Copy out each line from the material where the word "positive" is found.

[[ EXTRACTED MATERIAL open ]]

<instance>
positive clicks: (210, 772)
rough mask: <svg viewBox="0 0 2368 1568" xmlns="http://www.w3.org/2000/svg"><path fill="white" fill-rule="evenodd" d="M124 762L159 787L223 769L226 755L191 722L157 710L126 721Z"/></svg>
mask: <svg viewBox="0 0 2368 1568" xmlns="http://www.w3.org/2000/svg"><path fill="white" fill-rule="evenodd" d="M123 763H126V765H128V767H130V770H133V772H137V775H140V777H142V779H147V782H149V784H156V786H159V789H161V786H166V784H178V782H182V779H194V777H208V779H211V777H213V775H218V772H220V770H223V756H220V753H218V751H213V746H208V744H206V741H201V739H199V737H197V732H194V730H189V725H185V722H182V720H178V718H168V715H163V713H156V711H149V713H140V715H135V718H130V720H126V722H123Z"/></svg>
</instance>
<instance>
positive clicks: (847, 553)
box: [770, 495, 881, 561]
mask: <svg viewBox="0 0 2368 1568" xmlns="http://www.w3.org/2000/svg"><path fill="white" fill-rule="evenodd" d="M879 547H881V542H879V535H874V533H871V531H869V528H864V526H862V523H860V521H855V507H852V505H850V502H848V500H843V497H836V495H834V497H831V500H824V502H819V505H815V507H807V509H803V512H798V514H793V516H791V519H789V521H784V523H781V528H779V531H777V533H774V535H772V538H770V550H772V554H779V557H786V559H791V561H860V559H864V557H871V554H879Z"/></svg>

[[ EXTRACTED MATERIAL closed ]]

■ TASK SOLUTION:
positive clicks: (210, 772)
positive clicks: (847, 553)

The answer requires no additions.